Reproduce every one of the rows below word for word, but omit the pictures from your answer.

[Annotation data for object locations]

——————

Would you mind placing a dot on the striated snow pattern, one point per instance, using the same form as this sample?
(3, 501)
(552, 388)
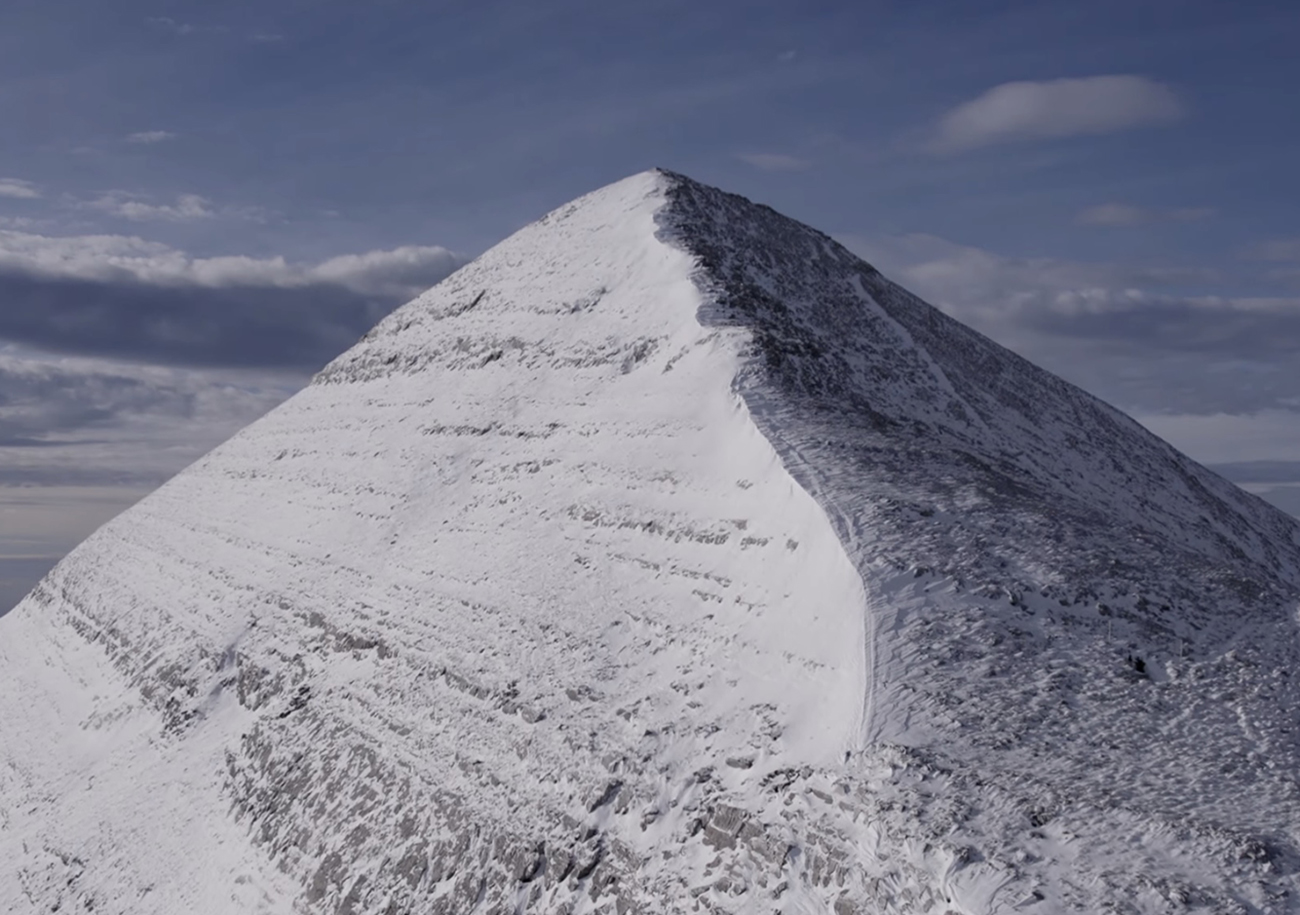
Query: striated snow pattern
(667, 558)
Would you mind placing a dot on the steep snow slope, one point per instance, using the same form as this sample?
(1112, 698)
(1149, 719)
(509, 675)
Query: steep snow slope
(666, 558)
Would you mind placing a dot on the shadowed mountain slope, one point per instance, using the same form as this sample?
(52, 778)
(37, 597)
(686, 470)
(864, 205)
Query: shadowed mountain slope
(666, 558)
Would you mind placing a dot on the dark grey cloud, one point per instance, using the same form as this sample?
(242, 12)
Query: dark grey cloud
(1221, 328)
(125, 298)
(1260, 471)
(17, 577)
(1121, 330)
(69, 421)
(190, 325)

——————

▶ _Result for this exercise_
Would you mind placing a dot on the striated snow pattern, one point per instance, using the same form as this sample?
(3, 501)
(552, 388)
Query: striated snow pattern
(667, 558)
Would you mind placing a dot on the steep snow slope, one point per instance, using the same form as this sample?
(1112, 698)
(1149, 719)
(509, 675)
Query: steep snow slope
(666, 558)
Would you mind placing a dot on the shadowed mountain slope, one point per instance, using the same form as this sample?
(52, 778)
(37, 597)
(686, 470)
(864, 205)
Query: shadowed mountain slope
(666, 558)
Would you mind placing a dot on the dark grey cloud, one point per instance, using the same form as this sample?
(242, 12)
Query: dark grey cloud
(1221, 328)
(125, 298)
(1260, 471)
(17, 577)
(1121, 330)
(69, 421)
(190, 325)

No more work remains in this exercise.